When deciding on the appropriate form of a JV in Switzerland, it is essential to thoroughly evaluate the following aspects:

  • formation and termination – careful consideration should be given to the procedures for establishing and terminating the JV;
  • liability of the JV partners – the extent of liability of the JV partner(s) should be clearly understood and assessed;
  • corporate governance structure – the division of power amongst the JV partners is a key element;
  • confidentiality – the issue of confidentiality of the JV partners’ information and operations requires careful attention;
  • tax implications – the tax aspects of the JV, including its structure and operations, must be considered, particularly for cross-border JVs; and
  • flexibility – the degree of flexibility offered by the chosen form of JV should be evaluated to ensure that it is consistent with the project’s objectives and potential future developments.

Competition Commission

Based on the nature of the JV and its potential impact on competition, the Swiss Competition Commission may have a role in reviewing and approving the JV from an antitrust perspective.

Swiss Financial Market Supervisory Authority (“FINMA”)

If the JV engages in financial activities such as banking, insurance or securities trading, it may fall under the regulatory oversight of FINMA. FINMA supervises and regulates financial markets and institutions in Switzerland.

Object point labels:
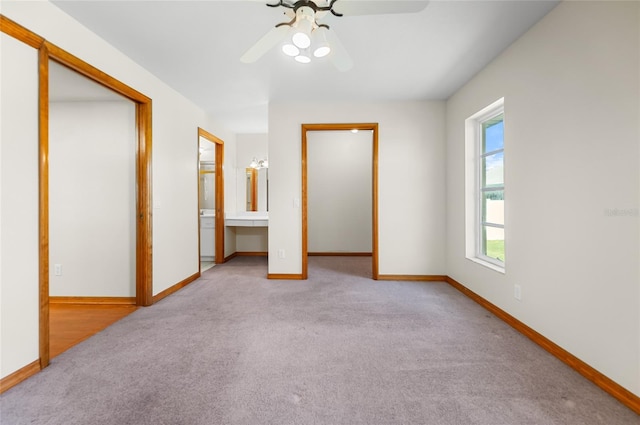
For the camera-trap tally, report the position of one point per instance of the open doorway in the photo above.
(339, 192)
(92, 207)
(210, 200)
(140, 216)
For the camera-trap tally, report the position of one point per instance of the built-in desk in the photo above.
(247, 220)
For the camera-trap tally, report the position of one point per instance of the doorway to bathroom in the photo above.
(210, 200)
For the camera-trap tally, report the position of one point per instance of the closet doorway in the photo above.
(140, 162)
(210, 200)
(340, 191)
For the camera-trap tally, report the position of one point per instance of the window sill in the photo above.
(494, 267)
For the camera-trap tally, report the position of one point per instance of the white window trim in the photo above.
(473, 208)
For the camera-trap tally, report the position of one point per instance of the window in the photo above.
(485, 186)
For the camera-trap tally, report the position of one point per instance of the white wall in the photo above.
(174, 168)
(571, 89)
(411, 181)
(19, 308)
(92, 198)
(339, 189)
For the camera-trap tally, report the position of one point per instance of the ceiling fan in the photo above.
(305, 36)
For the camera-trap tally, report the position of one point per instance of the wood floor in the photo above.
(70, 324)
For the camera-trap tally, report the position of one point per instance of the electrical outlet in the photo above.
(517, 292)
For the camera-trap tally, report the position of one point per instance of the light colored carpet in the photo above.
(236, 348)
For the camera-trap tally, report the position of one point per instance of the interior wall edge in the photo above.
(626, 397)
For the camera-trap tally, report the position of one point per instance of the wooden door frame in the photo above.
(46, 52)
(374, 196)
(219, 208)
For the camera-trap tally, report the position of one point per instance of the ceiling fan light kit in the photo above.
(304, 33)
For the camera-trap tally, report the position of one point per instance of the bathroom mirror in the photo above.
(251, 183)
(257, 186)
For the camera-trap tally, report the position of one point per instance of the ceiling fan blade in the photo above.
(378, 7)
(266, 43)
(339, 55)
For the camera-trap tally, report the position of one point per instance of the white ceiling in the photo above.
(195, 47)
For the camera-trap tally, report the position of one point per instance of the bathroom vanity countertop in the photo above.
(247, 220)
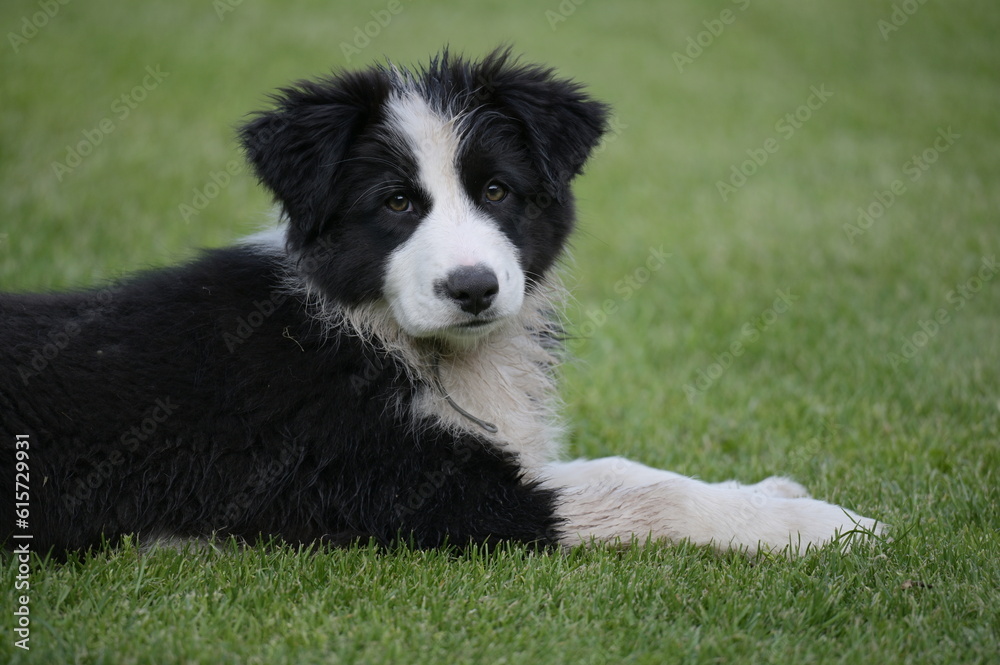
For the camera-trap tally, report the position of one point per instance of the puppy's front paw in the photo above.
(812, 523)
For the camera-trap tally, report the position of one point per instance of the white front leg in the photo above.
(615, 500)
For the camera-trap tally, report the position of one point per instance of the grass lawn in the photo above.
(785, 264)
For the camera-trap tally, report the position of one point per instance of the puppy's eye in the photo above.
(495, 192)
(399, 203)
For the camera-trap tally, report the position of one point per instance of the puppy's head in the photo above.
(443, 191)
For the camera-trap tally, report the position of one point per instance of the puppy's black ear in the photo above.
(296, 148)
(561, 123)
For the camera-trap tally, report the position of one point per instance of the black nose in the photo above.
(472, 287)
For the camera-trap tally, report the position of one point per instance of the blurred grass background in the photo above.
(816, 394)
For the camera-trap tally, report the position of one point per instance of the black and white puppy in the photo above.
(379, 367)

SHORT EXERCISE 1: Using the passage on Swiss joint ventures, decide whether each statement agrees with it: (a) FINMA supervises and regulates financial markets and institutions in Switzerland; (b) the Swiss Competition Commission must review and approve every JV; (c) tax implications call for particular consideration in cross-border JVs. Answer yes or no for each, quoting the deciding words of the passage.
SHORT EXERCISE 2: Transcribe the entries word for word, starting with the line that contains "paw in the photo above." and going up to and including the last line of the entries.
The passage on Swiss joint ventures and the entries are unrelated to each other.

EXERCISE RESPONSE 1:
(a) Yes: "FINMA supervises and regulates financial markets and institutions in Switzerland."
(b) No: "Based on the nature of the JV and its potential impact on competition, the Swiss Competition Commission may have a role in reviewing and approving the JV from an antitrust perspective."
(c) Yes: "the tax aspects of the JV, including its structure and operations, must be considered, particularly for cross-border JVs"

EXERCISE RESPONSE 2:
For the camera-trap tally, report the position of one point per instance of the puppy's front paw in the photo above.
(812, 523)
For the camera-trap tally, report the position of one point per instance of the white front leg in the photo above.
(615, 500)
For the camera-trap tally, report the position of one point per instance of the grass lawn in the photo above.
(785, 264)
For the camera-trap tally, report the position of one point per instance of the puppy's eye in the photo above.
(495, 192)
(399, 203)
For the camera-trap tally, report the position of one point per instance of the puppy's head in the photo above.
(443, 191)
For the camera-trap tally, report the position of one point per instance of the puppy's black ear in the photo above.
(296, 148)
(561, 123)
For the camera-trap tally, report the position of one point per instance of the black nose in the photo above.
(472, 287)
For the camera-trap tally, report the position of one point per instance of the blurred grass background in the photo above.
(816, 394)
For the camera-trap tally, report the position of one point per instance of the black and white puppy in the photo above.
(379, 367)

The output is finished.